Given records:

════════════════════

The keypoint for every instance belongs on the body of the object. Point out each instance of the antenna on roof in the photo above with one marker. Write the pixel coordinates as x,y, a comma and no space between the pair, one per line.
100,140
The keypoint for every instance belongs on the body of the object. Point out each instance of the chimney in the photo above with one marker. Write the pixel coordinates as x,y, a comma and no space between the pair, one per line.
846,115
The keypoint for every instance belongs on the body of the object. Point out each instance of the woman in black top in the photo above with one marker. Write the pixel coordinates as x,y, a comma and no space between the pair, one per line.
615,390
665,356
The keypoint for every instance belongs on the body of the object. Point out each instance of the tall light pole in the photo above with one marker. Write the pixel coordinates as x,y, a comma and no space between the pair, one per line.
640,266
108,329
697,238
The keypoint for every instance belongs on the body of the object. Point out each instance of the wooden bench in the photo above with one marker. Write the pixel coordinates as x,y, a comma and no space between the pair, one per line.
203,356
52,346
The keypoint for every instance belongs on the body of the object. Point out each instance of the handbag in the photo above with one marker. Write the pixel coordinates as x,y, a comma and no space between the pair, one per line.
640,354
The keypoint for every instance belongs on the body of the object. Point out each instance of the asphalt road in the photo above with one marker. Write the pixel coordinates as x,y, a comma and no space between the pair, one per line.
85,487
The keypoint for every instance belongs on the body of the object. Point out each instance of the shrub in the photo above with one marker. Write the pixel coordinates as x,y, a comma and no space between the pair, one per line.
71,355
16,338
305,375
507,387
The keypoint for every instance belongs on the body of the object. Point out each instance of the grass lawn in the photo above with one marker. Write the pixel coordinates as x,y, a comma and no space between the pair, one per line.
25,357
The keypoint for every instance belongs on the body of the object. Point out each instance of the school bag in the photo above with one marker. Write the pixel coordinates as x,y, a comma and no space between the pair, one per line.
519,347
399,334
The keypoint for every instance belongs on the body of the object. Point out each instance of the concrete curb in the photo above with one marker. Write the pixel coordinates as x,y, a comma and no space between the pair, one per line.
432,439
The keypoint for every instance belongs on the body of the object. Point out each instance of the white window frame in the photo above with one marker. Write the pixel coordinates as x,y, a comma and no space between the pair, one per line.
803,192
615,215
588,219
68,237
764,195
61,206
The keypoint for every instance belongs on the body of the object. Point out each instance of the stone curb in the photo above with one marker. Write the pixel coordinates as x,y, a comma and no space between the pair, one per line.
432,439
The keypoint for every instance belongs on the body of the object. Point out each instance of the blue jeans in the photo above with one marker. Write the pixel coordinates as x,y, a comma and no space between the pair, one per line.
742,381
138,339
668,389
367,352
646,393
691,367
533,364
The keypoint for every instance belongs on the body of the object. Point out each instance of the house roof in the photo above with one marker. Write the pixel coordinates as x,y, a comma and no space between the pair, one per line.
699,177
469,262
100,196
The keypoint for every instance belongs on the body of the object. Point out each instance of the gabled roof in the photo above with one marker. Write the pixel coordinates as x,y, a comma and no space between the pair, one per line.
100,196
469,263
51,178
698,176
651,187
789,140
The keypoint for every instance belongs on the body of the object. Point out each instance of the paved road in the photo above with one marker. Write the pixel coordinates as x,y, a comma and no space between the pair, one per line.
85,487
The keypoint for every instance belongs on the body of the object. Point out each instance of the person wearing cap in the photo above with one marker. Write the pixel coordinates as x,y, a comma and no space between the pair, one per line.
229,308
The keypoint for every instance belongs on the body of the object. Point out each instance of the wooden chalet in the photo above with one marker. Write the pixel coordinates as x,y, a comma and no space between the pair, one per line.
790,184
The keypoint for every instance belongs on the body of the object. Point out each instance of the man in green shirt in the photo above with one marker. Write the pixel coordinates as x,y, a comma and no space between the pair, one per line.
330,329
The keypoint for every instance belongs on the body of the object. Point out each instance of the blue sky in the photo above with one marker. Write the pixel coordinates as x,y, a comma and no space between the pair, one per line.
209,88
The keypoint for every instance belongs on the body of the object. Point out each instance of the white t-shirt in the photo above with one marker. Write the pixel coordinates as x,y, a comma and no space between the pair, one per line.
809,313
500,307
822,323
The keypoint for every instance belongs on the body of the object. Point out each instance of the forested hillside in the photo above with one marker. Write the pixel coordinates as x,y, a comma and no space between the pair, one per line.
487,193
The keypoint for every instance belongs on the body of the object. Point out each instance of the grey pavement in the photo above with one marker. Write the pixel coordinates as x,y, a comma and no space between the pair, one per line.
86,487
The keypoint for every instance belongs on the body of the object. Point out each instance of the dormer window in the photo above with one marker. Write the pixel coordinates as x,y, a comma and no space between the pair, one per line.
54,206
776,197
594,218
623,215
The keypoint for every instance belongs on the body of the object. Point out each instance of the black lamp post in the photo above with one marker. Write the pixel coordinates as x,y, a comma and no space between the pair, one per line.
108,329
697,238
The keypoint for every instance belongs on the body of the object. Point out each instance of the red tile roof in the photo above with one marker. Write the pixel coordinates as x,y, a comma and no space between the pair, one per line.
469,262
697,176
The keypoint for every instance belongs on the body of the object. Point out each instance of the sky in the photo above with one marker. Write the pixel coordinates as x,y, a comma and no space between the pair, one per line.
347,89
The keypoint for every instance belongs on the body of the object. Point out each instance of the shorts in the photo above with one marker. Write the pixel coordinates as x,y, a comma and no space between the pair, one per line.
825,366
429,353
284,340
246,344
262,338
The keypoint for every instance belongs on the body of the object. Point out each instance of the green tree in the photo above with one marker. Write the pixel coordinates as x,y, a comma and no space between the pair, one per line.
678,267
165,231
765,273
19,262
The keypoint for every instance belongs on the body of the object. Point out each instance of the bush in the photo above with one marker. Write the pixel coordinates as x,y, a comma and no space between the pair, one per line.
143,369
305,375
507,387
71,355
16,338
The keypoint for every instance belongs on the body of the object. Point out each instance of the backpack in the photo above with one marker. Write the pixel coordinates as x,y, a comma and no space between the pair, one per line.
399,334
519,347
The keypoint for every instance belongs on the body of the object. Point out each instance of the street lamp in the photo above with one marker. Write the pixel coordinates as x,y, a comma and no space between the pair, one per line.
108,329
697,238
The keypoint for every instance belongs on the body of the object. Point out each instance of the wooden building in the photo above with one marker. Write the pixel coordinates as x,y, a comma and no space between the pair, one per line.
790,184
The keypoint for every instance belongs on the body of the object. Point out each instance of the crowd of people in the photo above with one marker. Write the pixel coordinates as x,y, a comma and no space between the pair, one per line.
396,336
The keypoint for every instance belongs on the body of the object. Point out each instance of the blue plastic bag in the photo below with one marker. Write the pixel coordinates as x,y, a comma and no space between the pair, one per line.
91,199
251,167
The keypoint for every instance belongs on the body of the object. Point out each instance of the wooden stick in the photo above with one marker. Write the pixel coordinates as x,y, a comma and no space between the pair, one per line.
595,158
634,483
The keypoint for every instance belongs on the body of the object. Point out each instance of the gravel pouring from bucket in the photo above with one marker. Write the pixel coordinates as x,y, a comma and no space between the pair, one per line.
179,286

════════════════════

Your objective:
Reproduce the data in full, precisely as given.

Solution for this task:
The keypoint for every instance belongs on the body of the object. Point out each instance of the antenna on roof in the photo above with one marker. Write the pixel coordinates as x,y, a comma and no space between the pair, one per line.
100,140
The keypoint for every instance belongs on the body of the object. Point out each instance of the chimney in the photo above with one marker. Write the pixel coordinates as x,y, a comma and no space between the pair, one per line.
846,115
The keypoint for every instance belongs on the body of the object. Point out each instance of the woman in black top in the photo above with one marker. Write the pixel coordinates as x,y, a comma and no space between the pair, one per line.
615,390
665,356
The keypoint for every instance belongs on the body of the object. Point out each instance of the tall light pole in the photo above with one marker. Write the pixel coordinates as x,y, a comma and no space between the pair, one per line.
640,266
108,329
697,238
The keypoint for every instance belongs on the body of the object. Point out each instance of the wooden bench in the photo above with one marker. Write the pixel coordinates as x,y, a comma and no space between the pair, one per line.
203,356
52,346
The keypoint for every instance belongs on the body of the object. Point out each instance of the handbag in the photo above with one marker. Write the pixel coordinates as x,y, a comma and no space between the pair, one per line.
640,354
The keypoint for every instance belongs on the body of the object. Point out each instance of the asphalt road in the photo above with one marker. Write the pixel coordinates as x,y, a comma and no space between the pair, one per line.
85,487
The keypoint for every instance belongs on the body of the object. Point out each instance of the shrub in the photo above with one marker. Write the pixel coordinates as x,y, a comma and no space between the pair, one per line.
71,355
16,338
305,375
507,387
The keypoint for every instance belongs on the body of the object. Point out each instance of the grass lawn in the photo above with one marker. Write the pixel coordinates as x,y, a comma and no space between the pair, one per line.
25,357
The keypoint for every instance belongs on the body of the object. Point out each instance of the school bag in the photo above with one marker. Write the pixel coordinates as x,y, a comma and no space between the pair, one per line.
519,347
399,334
The keypoint for every instance belongs on the body of the object. Point out each instance of the concrete curb in the photo above with one marker. Write the pixel coordinates as x,y, a comma and no space between the pair, one per line.
432,439
The keypoint for every instance belongs on the body of the object. Point out each instance of the white window frame in the photo above with one marker. Write the pixel coordinates as x,y, a comma and no space between the pair, one per line.
803,192
615,215
588,219
68,237
764,195
61,206
The keypoint for every instance belongs on the body of the object. Point out each instance of the stone curb in the photo above with one marker. Write the pixel coordinates as x,y, a comma and no space between the pair, one per line.
432,439
The keypoint for every instance belongs on the body of the object. Point out each instance of the blue jeans in the photo above with one marker. Write the pixel coordinates as x,y, a comma and no space between the pair, one per line.
742,381
138,339
668,389
367,352
646,393
691,367
533,364
The keypoint for every instance belongs on the body of the object. Point out each instance of the house roof in the photo above with one marker. Write the pixel coordinates as x,y, a comma and no space between the pair, one per line.
699,177
469,262
100,196
The keypoint for every instance belongs on the body of the object. Point out each instance of the gabled roof in the photo above with one marker. Write the pixel coordinates as x,y, a comma and no space between the pair, one per line.
100,196
469,263
51,178
698,176
651,187
789,140
The keypoint for every instance belongs on the body of the object. Point out each instance of the paved road in the photo above with one marker. Write the pixel coordinates as x,y, a comma and no space between the pair, one per line.
85,487
The keypoint for every instance belongs on the body of the object. Point out each instance of the person wearing cap in the photo above with one marker. Write the pixel coordinates as x,y, a comma and no space between the pair, one per line.
229,308
The keypoint for every instance belongs on the body of the object. Point out each instance of the wooden chalet in the photo above with one marker. Write the pixel coordinates as x,y, a comma and no space between the pair, one per line.
790,184
The keypoint for every instance belongs on the body of the object. Point out each instance of the man in green shirt in the photo above with one marker. Write the pixel coordinates as x,y, a comma and no space between the pair, one per line.
330,329
The keypoint for every instance belongs on the body of the object. Point out each instance of the blue sky in the photo above with one marker. Write the pixel coordinates as x,y, a comma and no space between the pair, one per line.
209,88
The keypoint for every instance belongs on the body of the object. Point out each instance of the white t-shirt in the photo above with one marker. Write the pixel coordinates as x,y, a comma and no space between the pair, one per line.
809,313
500,307
822,323
The keypoint for every instance belongs on the body of the object. Point out each instance of the forested hillside in the photo above with one marker. Write the pixel coordinates as x,y, a comma and no space between the pair, one per line.
487,193
The keypoint for every instance belongs on the body of the object. Point out each instance of the grey pavement in the photo above with one marker. Write the pixel coordinates as x,y, a comma and no space between the pair, one per line.
86,487
The keypoint for every instance belongs on the body of the object. Point out each instance of the dormer window in the photo above with one marker. Write the pixel coordinates as x,y, a comma and no space between the pair, one per line.
54,206
776,197
594,218
623,215
The keypoint for every instance belongs on the body of the object. Point out each instance of the black lamp post in the photo above with one marker. Write the pixel coordinates as x,y, a comma and no space between the pair, one per line.
108,329
697,238
The keypoint for every instance belongs on the body of the object. Point out each instance of the red tile roof in the photo above with one marker. Write the pixel coordinates as x,y, a comma and no space between the pair, one per line.
469,262
697,176
The keypoint for every instance belongs on the body of the object. Point out each instance of the sky in the photo above with one marker. Write the pixel coordinates as x,y, a comma and no space between the pair, one per line.
347,89
The keypoint for every instance belongs on the body of the object. Point out each instance of the shorts in the photo above with one marker. Write the pixel coordinates as x,y, a comma and no space between the pair, one per line.
825,366
429,353
284,340
246,344
262,338
The keypoint for every instance belongs on the body of the object. Point out each instance of the green tree in the photo above with one marker. Write the pixel coordinates as x,y, a comma and no space between the pair, one per line.
678,267
165,231
765,273
19,262
The keypoint for every instance belongs on the body of the object. Point out each instance of the bush in the photo above with one marker. Write the pixel coordinates as x,y, a comma and no space between the pair, one per line.
143,369
305,375
507,387
71,355
16,338
The keypoint for every instance belongs on the body of the object. Point out each instance of the backpack in the photo above with one marker. Write the pixel coordinates as x,y, a comma and no space between the pair, one per line.
399,334
519,347
The keypoint for every instance belongs on the body of the object. Point out each instance of the street lamp in the photo above with one marker. Write the pixel coordinates as x,y, a comma and no space between the pair, one per line.
108,329
697,238
The keypoint for every instance belongs on the body of the object. Point out each instance of the wooden building in the photo above with one marker. Write the pixel coordinates as x,y, a comma and no space between the pair, one per line.
790,184
The keypoint for every instance belongs on the body of the object. Point out each instance of the crowd of people in the photo above with one marker. Write the pixel coordinates as x,y, a comma and no space between the pair, one per line.
396,336
The keypoint for every instance belongs on the body of the object. Point out each instance of the blue plastic bag in the photo below with one marker. Write the pixel coordinates as x,y, a comma and no space between the pair, one per line.
91,199
251,167
The keypoint for every instance belongs on the body of the object. Point out each instance of the wooden stick in the photo above with one marker. Write the pixel coordinates as x,y, a comma and no space between the pair, one per line.
595,158
634,483
The keypoint for every instance belongs on the body of the object. Point out each instance of the gravel pouring from bucket in the photo above with one marker. Write the pixel coordinates as x,y, a comma and no space between the pair, one per line.
179,286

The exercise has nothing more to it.